▶ _Yang Perlu Dikerjakan_
Menurut kutipan tentang industri alutsista di Batam, berapa anggaran yang dialokasikan pemerintah untuk pembelian alutsista pada tahun ini?

▶ _Kutipan untuk Dibaca_
■ ■ ■ ■
Pemerintah mengalokasikan anggaran
untuk pembelian Alutsista atau alat utama system persenjataan sekitar 28,2 triliun
rupiah pada tahun ini dan jumlah itu terus meningkat setiap tahunnya. Anggaran
tersebut akan digunakan untuk membeli sejumlah peralatan militer untuk
melengkapi kebutuhan pertahanan nasional dan kebijakan pemerintah serta TNI,
pembelian akan diupayakan di dalam negeri untuk mendukung industri nasional.
Beberapa alutsista memang dibeli
dari dalam negeri dan salah satunya dari perusahaan di Batam yang memproduksi
kapal dengan berbagai tipe dan ukuran. Hingga saat ini, TNI AL telah membeli
lima kapal perang produksi perusahaan di Batam yakni PT Palindo Marine
Shipyard, kelima kapal perang itu adalah KRI Clurit-641, KRI Kujang-642, KRI
Beladau-643, KRI Pari-849 dan KRI Sembilang-850.
Walikota Batam Ahmad Dahlan merasa
bangga ada perusahaan di daerahnya yang mampu memproduksi kapal perang dan itu
akan terus didukung karena kedepanya Batam dengan lokasi yang sangat strategis
akan terus mengembangkan industri pertahanan berstandar internasional. Selain
kapal perang, diharapkan ada juga perusahaan di Batam yang mampu memproduksi
Alutsista lainnya seperti persenjataan dan ampibhi. Untuk itu, Walikota Batam mengundang investor
yang tertarik untuk mengembangkan industri pertahanan di Batam akan mendapat
perhatian khusus dari pemerintah daerah.
“Batam sangat potensial menjadi
kawasan industri pengembangan alutsista karena letaknya yang strategis dan
fasilitas FTZ yang dimilikinya membuat kebutuhan bahan baku yang sebagian impor
menjadi murah sehingga biaya produksi bisa ditekan,” kata Dahlan.
Pengembangan industri Alutsista di
Batam juga selaras dengan misi pemerintah pusat yang akan memperkuat
industri alat utama sistem persenjataan (alutsista) dengan cara alih teknologi
dan mengundang investor untuk membangun manufakturnya di Tanah Air.
■ ■ ■ ■
Catatan anotasi kontur:
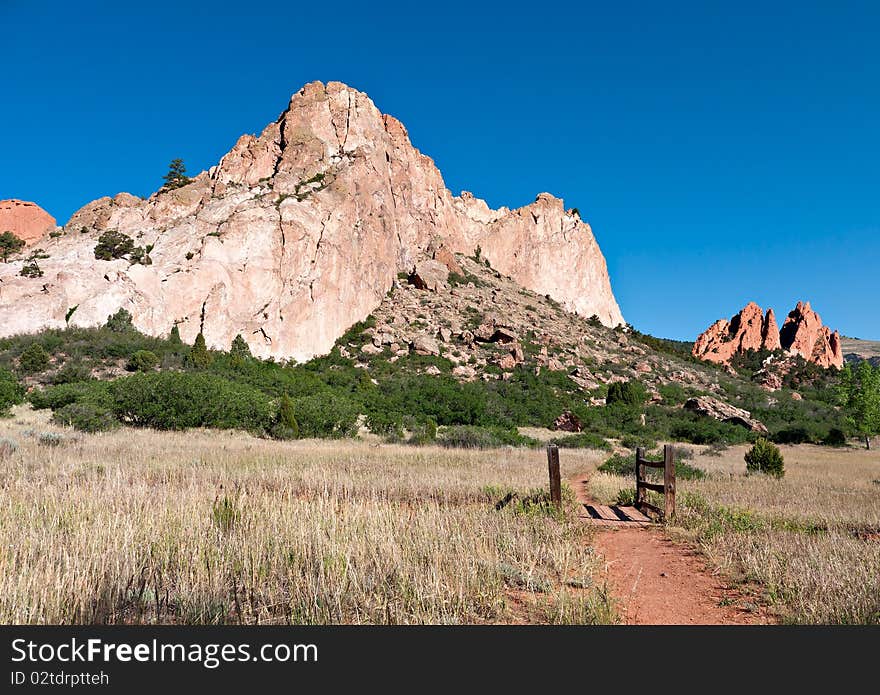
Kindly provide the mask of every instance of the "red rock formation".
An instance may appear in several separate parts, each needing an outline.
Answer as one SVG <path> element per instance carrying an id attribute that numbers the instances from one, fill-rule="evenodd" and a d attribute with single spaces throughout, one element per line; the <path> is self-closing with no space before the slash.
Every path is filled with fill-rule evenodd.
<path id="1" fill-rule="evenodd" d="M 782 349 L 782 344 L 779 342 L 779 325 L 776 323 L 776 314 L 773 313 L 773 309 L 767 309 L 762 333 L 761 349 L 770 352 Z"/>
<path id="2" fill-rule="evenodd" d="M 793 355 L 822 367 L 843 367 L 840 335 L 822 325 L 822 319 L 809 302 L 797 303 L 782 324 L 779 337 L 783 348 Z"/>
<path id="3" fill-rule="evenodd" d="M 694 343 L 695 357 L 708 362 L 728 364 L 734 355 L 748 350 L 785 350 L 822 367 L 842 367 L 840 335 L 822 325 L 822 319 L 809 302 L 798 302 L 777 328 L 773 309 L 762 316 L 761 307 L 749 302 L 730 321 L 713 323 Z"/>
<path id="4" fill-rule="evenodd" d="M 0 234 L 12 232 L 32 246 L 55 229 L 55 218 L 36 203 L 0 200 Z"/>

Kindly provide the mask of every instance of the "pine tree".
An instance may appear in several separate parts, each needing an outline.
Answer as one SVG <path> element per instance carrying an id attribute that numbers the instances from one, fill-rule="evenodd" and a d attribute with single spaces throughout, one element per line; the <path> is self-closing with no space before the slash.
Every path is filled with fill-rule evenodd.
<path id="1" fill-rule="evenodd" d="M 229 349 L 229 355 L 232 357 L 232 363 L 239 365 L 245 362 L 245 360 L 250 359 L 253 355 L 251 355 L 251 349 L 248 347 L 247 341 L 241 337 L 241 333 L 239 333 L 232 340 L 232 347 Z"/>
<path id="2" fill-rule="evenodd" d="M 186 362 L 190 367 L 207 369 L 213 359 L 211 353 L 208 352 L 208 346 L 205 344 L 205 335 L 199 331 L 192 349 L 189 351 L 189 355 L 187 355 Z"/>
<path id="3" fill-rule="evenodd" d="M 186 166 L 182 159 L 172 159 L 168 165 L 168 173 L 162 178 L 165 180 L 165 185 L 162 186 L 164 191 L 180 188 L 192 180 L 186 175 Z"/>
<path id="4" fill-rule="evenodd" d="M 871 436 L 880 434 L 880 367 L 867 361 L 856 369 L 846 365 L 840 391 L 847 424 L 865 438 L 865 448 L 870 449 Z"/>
■ ■ ■ ■
▶ _Hasil di Bawah_
Sekitar 28,2 triliun rupiah.